TUNE – 2017 – III

1. Monster (4:34)
2. Higher (4:12)
3. My Way (3:26)
4. Cocaine (3:42)
5. Big Bang Theory (3:48)
6. Sky High (4:00)
7. Icarus (3:32)
8. Zero-G (3:36)

Rok wydania: 2017
Wydawca: Mystic Production



Od wydania debiutanckiego albumu „Lucid Moments”, oraz niespodziewanego sukcesu, w popularnym telewizyjnym Show Must Be the Music. , minęło już trochę czasu – dobrych sześć lat. Od tamtej pory trochę sie pozmieniało, nie tylko w muzyce. Zmiany następowały również w obozie Tune: zmieniał sie skład zespołu, zmieniało się logo, a także wytwórnie płytowe, ale co najistotniejsze, zmieniała się również sama muzyka.

Trzeba zespół pochwalić za odwagę. Mało powiedziane, trzeba zespołowi nawet pogratulować za determinację, w muzycznych poszukiwaniach. Trzeba bowiem dużej odwagi, aby z każdą płytą wytyczać nowe muzyczne szlaki. Z każdą płytą burzyć misternie budowany wizerunek i budować go w pewnym sensie na nowo. Bo praktycznie każda z trzech wydanych do tej pory płyt, różni się od siebie stylistycznie, ale nie mam wątpliwości, że każda intryguje pobudzając nieco inny rodzaj zmysłów. I jedno jest pewne, jednym mogą się takie rewolucyjne zmiany podobać, innym nie, ale nie można przejść obok tej muzyki obojętnie. Mimo tak horendalnych różnic w stylistyce pomiędzy „Lucid Moments”, „Idenity” i „III” zespołowi udało się zachować jednak swoją tożsamość, bo mimo tych muzycznych różnic, od razu wiadomo, że jest to TUNE, a nie żaden inny zespół. Duża w tym zasługa zaangażowanych, charakterystycznych wokaliz Jakuba Krupskiego i świetnych gitar Adama Hajzera. To właśnie są te fundamenty, na których za każdym razem powstaje zupełnie inna budowla.

▸ TREŚĆ POLECENIA: Wypisz tytuły wszystkich utworów z listy na początku recenzji płyty „III” zespołu TUNE, bez czasów trwania.

▸ DANE:
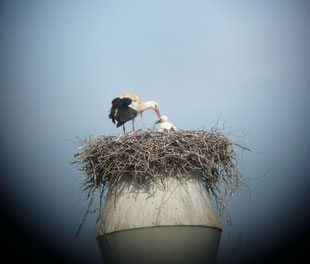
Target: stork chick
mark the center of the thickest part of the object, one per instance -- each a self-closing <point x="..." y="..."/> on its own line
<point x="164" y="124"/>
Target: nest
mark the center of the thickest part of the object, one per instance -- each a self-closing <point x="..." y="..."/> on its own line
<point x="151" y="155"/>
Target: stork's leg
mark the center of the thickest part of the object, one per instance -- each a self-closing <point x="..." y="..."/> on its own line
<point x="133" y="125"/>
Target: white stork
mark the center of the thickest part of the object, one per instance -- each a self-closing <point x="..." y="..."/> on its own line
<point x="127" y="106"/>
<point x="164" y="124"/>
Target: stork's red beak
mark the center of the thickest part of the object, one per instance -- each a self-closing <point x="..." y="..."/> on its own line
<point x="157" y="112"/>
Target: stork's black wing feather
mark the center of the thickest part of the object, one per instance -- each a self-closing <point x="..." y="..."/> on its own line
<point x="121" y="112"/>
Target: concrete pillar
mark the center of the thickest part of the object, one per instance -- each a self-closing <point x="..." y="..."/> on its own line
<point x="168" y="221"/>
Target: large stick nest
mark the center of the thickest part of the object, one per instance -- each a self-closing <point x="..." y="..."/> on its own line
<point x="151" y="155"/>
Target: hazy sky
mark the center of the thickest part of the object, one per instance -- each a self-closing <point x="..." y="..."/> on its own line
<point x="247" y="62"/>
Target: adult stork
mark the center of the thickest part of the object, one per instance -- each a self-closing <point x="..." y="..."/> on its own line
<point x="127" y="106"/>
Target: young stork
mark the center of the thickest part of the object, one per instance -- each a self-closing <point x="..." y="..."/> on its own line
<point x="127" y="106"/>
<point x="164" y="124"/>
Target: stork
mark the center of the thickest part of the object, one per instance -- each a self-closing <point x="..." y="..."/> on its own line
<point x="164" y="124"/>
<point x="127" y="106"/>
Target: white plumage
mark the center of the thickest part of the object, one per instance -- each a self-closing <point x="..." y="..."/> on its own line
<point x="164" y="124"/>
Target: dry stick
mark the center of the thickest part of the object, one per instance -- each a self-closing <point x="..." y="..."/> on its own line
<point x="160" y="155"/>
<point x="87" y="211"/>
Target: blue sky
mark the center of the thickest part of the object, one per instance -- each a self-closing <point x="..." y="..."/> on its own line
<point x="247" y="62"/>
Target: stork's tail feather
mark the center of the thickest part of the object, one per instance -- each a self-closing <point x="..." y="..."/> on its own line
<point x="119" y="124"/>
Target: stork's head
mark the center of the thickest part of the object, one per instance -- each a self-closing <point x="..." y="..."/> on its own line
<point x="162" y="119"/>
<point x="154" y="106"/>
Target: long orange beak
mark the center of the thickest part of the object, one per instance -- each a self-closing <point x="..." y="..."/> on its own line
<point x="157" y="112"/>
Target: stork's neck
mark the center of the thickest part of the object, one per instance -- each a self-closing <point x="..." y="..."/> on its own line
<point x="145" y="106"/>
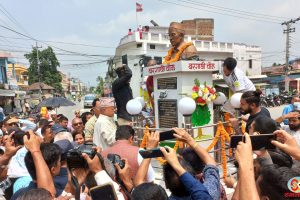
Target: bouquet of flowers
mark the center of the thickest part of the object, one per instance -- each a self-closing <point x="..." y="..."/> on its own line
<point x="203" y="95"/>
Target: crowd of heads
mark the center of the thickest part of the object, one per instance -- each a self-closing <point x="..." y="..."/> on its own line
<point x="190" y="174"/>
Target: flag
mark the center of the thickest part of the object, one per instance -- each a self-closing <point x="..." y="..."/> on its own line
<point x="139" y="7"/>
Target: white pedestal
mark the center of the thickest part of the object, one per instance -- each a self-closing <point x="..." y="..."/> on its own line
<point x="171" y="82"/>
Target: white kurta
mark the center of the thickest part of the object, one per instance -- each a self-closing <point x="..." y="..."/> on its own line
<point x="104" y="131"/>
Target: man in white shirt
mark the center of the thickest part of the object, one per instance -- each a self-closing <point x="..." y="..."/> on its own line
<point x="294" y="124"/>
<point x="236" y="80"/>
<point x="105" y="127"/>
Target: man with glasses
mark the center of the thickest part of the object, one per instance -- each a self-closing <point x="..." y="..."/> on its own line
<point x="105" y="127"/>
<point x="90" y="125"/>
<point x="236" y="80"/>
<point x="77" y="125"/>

▸ WYNIK:
Monster
Higher
My Way
Cocaine
Big Bang Theory
Sky High
Icarus
Zero-G